Records from a collection:
>>>>>
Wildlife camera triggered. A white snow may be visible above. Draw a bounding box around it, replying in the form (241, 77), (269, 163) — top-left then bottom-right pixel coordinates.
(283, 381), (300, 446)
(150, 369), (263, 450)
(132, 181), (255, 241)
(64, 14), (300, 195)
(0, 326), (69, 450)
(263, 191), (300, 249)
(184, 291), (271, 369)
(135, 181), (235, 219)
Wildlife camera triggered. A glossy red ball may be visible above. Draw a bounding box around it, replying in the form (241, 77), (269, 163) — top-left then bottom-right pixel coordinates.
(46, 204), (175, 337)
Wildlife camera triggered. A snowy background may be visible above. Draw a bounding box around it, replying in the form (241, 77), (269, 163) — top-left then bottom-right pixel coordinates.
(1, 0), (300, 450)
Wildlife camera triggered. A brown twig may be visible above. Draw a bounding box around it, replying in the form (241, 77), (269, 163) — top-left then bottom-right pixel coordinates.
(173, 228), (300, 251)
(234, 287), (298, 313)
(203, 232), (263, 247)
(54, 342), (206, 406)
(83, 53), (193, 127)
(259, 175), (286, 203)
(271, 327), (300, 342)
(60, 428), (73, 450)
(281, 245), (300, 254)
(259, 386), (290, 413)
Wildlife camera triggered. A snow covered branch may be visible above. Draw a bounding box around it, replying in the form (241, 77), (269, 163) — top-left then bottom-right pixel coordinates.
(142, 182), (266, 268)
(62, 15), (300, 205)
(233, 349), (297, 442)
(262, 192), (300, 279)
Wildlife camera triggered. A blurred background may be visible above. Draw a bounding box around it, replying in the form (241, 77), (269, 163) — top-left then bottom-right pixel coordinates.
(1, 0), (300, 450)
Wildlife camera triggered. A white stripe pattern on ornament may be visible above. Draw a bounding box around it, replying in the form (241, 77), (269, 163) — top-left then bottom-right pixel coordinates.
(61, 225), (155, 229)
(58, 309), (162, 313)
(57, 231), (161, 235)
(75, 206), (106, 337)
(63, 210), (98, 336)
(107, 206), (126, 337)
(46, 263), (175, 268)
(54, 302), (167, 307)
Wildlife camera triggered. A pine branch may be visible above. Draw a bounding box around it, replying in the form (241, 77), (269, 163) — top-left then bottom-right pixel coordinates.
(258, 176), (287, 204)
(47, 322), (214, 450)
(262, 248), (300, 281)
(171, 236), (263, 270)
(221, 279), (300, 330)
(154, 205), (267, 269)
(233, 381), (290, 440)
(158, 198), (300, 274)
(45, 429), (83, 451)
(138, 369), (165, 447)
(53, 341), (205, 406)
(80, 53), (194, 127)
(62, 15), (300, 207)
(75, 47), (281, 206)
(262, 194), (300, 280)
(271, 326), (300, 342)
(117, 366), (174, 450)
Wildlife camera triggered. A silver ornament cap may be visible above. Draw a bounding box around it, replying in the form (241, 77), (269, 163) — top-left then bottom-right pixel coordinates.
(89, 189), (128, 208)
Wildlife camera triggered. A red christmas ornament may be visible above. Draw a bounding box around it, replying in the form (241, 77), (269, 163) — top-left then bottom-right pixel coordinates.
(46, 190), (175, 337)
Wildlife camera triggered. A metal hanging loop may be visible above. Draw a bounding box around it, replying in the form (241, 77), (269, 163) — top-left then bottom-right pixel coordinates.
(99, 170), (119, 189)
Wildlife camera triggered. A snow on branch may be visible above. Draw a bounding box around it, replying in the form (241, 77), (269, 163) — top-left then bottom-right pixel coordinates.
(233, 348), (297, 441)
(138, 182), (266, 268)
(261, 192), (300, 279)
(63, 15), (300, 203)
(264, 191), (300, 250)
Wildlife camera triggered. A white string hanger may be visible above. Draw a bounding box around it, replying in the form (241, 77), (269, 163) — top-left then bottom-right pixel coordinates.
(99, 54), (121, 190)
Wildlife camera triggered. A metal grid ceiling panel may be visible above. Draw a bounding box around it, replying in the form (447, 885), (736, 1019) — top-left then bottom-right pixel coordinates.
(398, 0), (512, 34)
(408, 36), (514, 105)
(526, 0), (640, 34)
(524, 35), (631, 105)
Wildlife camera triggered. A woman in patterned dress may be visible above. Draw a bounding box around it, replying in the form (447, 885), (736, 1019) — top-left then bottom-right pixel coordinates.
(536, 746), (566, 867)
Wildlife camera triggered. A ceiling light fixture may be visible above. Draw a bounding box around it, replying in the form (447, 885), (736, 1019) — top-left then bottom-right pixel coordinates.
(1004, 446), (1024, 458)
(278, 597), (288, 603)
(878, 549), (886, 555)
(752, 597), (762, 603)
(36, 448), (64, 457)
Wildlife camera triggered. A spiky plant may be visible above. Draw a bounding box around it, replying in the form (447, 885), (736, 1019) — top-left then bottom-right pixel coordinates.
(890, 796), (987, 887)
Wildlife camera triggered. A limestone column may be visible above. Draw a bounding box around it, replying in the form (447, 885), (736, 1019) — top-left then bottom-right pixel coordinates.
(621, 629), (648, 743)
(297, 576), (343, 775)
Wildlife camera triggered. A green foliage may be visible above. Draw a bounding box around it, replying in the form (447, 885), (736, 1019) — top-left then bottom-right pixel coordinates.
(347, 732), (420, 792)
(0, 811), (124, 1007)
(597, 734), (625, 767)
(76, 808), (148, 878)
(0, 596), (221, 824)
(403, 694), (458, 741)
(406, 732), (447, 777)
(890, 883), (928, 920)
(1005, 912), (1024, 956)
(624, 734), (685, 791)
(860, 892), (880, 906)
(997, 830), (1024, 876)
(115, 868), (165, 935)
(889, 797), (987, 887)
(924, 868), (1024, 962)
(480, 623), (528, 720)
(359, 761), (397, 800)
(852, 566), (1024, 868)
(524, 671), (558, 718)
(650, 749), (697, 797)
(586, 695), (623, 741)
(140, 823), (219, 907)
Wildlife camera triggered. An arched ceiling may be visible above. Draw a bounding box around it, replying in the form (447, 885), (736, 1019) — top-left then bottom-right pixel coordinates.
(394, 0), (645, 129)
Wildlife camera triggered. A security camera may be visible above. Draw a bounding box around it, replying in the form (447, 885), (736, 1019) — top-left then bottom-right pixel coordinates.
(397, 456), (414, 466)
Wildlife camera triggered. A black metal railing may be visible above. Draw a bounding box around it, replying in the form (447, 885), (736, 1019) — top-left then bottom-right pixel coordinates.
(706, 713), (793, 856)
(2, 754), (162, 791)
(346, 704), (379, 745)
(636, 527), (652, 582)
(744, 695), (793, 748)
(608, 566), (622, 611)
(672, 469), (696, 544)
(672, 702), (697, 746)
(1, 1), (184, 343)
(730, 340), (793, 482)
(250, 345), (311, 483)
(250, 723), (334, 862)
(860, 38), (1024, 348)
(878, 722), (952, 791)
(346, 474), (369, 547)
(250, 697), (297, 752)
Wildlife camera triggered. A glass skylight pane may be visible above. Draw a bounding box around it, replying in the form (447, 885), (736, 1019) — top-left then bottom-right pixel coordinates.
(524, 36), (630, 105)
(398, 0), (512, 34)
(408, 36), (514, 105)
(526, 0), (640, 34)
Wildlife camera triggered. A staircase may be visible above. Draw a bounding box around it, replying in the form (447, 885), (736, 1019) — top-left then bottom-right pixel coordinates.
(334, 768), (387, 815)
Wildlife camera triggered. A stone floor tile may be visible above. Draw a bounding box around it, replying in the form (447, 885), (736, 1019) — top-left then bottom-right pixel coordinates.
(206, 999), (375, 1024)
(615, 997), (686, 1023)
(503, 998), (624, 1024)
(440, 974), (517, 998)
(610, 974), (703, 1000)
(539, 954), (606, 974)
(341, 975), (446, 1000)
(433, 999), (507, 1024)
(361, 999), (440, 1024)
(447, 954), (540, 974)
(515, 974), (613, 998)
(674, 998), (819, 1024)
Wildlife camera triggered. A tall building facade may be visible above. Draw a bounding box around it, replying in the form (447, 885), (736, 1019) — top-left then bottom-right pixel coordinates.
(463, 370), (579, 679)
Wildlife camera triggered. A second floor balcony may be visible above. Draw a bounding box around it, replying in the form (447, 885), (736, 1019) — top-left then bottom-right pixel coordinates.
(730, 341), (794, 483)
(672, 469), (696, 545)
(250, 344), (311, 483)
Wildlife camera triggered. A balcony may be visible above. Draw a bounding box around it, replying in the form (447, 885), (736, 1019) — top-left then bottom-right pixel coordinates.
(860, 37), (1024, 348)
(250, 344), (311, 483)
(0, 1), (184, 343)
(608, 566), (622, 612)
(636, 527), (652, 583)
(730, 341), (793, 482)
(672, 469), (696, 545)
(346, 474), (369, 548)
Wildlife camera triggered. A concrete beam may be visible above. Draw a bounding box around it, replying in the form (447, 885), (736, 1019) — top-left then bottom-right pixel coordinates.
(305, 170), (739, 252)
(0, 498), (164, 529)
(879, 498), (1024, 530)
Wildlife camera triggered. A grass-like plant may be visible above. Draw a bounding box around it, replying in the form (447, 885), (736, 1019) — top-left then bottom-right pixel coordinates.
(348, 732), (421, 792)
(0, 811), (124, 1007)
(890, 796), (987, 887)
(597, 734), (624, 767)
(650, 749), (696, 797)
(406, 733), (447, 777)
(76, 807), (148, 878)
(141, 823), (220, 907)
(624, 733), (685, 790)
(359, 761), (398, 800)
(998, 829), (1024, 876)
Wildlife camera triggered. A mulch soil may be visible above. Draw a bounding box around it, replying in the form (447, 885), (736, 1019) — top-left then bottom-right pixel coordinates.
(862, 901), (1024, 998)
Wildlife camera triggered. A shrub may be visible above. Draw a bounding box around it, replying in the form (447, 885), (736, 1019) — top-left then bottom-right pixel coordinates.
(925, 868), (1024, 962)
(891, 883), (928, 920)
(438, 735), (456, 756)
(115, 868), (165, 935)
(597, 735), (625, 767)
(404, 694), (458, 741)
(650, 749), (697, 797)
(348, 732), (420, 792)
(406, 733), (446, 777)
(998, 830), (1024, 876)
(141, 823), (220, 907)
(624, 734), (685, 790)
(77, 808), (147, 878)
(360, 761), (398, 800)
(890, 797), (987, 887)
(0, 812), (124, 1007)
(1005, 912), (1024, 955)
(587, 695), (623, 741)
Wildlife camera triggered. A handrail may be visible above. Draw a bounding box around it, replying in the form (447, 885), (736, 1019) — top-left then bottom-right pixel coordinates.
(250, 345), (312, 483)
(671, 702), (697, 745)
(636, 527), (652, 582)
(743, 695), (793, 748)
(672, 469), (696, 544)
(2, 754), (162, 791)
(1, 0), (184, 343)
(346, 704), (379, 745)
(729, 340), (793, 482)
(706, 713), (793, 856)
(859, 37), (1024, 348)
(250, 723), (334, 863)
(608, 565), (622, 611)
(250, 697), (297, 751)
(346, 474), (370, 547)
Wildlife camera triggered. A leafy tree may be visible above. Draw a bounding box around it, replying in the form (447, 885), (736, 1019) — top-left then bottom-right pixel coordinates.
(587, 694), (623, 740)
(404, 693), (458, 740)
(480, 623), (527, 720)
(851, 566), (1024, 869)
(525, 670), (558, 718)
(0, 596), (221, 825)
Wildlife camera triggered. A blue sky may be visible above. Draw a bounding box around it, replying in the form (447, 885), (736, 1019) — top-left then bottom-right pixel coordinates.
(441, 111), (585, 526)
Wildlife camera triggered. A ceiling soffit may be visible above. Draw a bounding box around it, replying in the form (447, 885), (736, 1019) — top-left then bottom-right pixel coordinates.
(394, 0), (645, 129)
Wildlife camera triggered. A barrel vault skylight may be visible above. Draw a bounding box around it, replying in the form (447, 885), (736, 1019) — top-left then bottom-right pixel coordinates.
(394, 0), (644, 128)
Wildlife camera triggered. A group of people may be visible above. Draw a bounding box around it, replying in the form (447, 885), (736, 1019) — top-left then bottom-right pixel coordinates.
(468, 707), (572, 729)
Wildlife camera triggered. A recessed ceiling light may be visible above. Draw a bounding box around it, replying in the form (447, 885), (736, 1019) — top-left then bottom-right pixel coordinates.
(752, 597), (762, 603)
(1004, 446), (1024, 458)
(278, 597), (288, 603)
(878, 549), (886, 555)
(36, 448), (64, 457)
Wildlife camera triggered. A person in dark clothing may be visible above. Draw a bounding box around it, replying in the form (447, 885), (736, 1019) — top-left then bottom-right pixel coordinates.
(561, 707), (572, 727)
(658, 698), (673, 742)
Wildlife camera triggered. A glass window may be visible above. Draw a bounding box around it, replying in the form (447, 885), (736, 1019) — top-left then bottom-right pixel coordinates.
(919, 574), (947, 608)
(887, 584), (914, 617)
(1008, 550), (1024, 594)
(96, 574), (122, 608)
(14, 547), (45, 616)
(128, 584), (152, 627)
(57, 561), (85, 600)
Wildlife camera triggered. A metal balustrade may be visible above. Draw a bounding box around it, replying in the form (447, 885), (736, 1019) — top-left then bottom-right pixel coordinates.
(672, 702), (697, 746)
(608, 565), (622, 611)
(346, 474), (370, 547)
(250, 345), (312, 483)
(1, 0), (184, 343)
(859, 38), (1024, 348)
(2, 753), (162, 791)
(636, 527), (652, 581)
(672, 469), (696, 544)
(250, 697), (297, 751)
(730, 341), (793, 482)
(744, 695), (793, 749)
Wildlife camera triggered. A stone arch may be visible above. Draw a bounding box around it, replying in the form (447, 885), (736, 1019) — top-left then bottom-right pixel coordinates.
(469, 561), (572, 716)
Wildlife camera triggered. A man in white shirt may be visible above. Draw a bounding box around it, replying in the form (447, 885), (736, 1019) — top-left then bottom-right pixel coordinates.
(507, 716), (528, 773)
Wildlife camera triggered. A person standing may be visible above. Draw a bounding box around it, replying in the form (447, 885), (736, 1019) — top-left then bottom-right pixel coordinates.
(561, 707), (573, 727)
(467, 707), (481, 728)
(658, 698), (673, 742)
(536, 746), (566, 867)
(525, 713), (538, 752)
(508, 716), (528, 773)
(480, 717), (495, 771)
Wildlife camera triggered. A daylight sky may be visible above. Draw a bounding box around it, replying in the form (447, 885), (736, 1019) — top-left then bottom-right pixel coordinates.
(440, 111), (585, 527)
<<<<<
## PROBLEM REQUIREMENTS
The last part of the records is the answer, beginning at the line that holds "Wildlife camera triggered. A daylight" and including the final line, repeated exactly.

## TASK SOLUTION
Wildlife camera triggered. A daylight sky may be visible above. Draw a bounding box around it, replying in the form (447, 885), (736, 1019) — top-left then bottom-right pixel coordinates.
(440, 111), (585, 527)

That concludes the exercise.